Problem description:
Print every line of the listing below that contains the word "shirt".

Material provided:
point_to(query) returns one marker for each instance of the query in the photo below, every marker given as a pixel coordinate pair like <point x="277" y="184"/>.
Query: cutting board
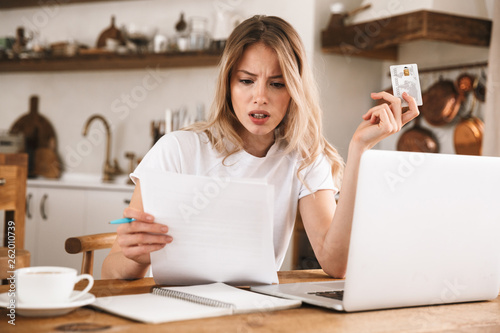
<point x="40" y="142"/>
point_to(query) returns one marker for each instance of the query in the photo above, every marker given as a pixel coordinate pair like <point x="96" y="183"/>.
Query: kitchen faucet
<point x="109" y="170"/>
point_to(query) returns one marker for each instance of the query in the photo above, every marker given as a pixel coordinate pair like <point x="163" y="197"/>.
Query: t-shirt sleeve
<point x="163" y="156"/>
<point x="318" y="176"/>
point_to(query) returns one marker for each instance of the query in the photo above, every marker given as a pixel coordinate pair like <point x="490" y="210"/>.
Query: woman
<point x="265" y="122"/>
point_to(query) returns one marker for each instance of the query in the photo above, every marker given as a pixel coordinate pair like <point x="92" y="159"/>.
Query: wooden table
<point x="467" y="317"/>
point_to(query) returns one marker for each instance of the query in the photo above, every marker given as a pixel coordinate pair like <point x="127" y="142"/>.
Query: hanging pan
<point x="480" y="87"/>
<point x="418" y="139"/>
<point x="468" y="135"/>
<point x="441" y="103"/>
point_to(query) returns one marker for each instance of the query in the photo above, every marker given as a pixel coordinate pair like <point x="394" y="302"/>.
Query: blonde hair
<point x="301" y="129"/>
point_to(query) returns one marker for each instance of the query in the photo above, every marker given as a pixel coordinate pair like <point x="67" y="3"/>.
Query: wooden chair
<point x="88" y="244"/>
<point x="13" y="177"/>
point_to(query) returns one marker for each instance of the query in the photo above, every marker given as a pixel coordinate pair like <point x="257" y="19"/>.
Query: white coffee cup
<point x="49" y="285"/>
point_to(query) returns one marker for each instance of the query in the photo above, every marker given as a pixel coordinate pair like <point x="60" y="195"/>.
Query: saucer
<point x="46" y="310"/>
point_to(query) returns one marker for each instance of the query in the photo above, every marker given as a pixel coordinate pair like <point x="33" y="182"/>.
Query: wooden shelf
<point x="11" y="4"/>
<point x="379" y="39"/>
<point x="111" y="62"/>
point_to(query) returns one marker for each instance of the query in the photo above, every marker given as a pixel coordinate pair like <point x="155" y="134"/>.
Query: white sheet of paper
<point x="222" y="229"/>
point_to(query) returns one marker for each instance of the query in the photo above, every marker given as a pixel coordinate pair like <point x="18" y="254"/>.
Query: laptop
<point x="425" y="231"/>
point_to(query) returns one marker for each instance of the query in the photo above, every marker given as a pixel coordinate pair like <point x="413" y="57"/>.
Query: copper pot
<point x="441" y="103"/>
<point x="418" y="139"/>
<point x="468" y="135"/>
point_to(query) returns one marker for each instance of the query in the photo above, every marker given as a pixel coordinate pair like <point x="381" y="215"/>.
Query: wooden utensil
<point x="441" y="103"/>
<point x="468" y="135"/>
<point x="418" y="139"/>
<point x="113" y="33"/>
<point x="39" y="139"/>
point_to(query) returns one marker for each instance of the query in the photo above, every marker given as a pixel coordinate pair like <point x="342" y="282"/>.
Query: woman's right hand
<point x="139" y="238"/>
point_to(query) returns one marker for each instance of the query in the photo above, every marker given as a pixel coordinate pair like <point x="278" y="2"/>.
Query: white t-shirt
<point x="191" y="153"/>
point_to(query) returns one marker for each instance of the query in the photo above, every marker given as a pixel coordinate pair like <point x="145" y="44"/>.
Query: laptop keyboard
<point x="335" y="294"/>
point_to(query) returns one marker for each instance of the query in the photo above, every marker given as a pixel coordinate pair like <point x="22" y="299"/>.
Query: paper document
<point x="222" y="229"/>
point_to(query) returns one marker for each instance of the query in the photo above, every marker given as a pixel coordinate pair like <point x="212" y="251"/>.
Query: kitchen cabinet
<point x="379" y="39"/>
<point x="55" y="213"/>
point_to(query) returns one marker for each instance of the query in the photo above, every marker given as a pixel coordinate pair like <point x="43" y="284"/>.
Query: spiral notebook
<point x="190" y="302"/>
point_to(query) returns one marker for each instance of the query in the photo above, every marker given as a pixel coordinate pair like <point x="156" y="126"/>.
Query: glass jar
<point x="199" y="38"/>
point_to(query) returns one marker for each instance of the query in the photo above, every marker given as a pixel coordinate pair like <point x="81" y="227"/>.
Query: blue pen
<point x="124" y="220"/>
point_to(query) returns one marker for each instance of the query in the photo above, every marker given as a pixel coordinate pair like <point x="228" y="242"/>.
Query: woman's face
<point x="258" y="93"/>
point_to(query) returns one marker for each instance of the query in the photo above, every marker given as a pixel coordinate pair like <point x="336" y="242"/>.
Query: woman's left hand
<point x="384" y="120"/>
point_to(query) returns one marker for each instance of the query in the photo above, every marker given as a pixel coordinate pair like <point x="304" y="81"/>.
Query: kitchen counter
<point x="83" y="181"/>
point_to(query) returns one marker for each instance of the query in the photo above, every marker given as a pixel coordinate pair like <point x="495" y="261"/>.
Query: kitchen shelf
<point x="379" y="39"/>
<point x="112" y="62"/>
<point x="11" y="4"/>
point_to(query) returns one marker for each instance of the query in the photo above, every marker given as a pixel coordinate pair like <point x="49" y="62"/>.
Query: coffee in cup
<point x="49" y="285"/>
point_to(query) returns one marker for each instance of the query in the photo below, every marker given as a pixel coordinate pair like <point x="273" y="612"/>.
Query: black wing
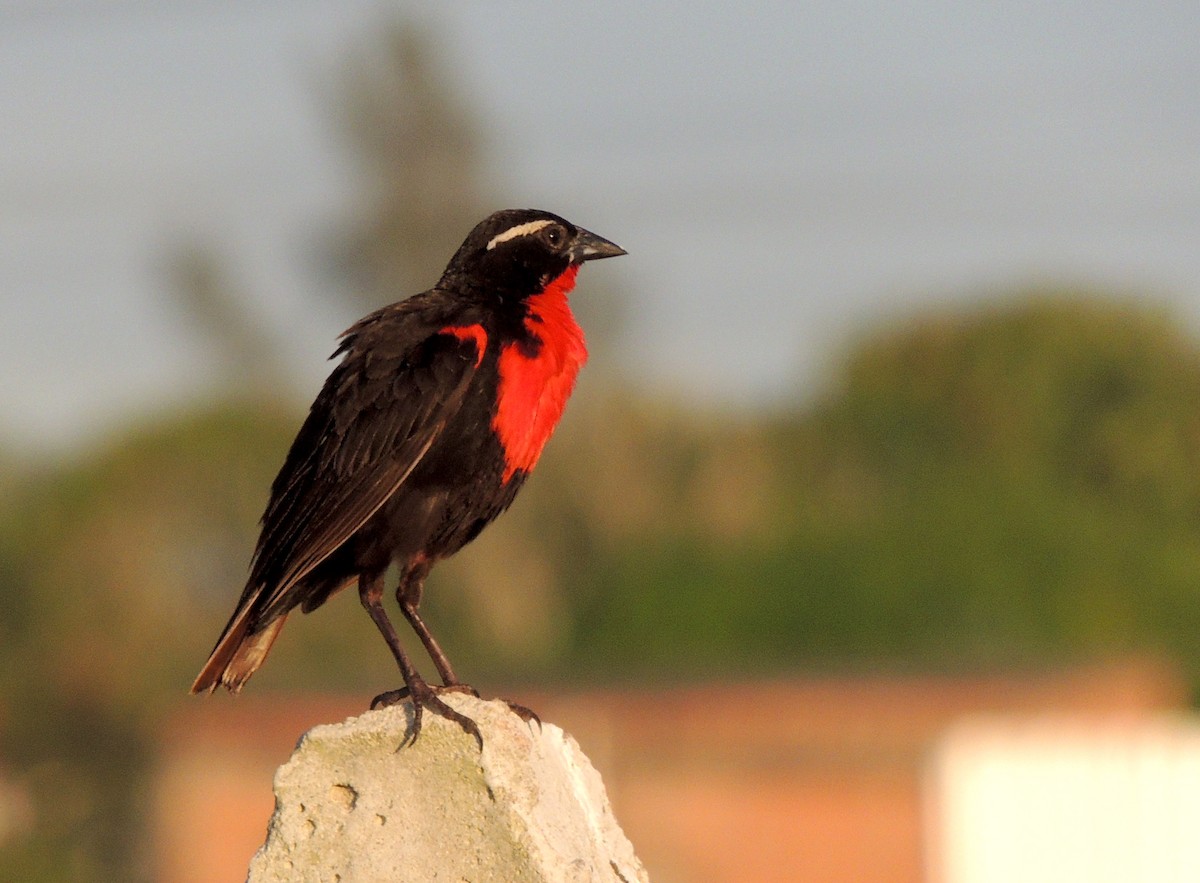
<point x="381" y="410"/>
<point x="373" y="421"/>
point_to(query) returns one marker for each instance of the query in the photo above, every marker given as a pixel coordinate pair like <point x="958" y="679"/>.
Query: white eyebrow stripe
<point x="519" y="230"/>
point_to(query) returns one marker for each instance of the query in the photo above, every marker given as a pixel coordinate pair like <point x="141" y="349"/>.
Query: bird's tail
<point x="238" y="654"/>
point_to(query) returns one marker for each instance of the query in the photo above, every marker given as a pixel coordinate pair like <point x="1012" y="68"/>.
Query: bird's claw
<point x="424" y="696"/>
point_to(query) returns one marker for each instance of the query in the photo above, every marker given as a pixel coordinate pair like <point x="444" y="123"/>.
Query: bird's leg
<point x="415" y="689"/>
<point x="408" y="595"/>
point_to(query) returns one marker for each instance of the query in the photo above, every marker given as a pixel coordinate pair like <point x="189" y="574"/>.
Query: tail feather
<point x="238" y="654"/>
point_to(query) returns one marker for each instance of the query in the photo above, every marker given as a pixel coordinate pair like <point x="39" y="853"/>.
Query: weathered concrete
<point x="352" y="805"/>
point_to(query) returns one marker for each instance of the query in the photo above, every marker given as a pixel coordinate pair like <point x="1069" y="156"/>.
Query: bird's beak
<point x="588" y="246"/>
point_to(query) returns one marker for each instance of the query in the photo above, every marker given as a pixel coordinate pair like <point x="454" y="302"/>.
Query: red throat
<point x="533" y="390"/>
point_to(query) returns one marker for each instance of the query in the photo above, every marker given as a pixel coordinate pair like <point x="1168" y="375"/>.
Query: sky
<point x="785" y="176"/>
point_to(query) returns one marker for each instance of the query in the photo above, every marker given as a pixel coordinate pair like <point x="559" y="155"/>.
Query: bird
<point x="424" y="432"/>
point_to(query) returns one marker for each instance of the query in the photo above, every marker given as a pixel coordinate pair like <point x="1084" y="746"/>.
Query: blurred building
<point x="889" y="779"/>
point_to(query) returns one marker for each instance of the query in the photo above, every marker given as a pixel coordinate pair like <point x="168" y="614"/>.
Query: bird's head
<point x="522" y="250"/>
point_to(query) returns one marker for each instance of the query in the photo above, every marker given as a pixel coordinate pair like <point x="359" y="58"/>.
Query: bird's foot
<point x="424" y="696"/>
<point x="527" y="714"/>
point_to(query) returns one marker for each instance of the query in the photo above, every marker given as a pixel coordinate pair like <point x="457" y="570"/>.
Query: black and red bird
<point x="421" y="436"/>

Result of the task:
Query: t-shirt sleeve
Query: white t-shirt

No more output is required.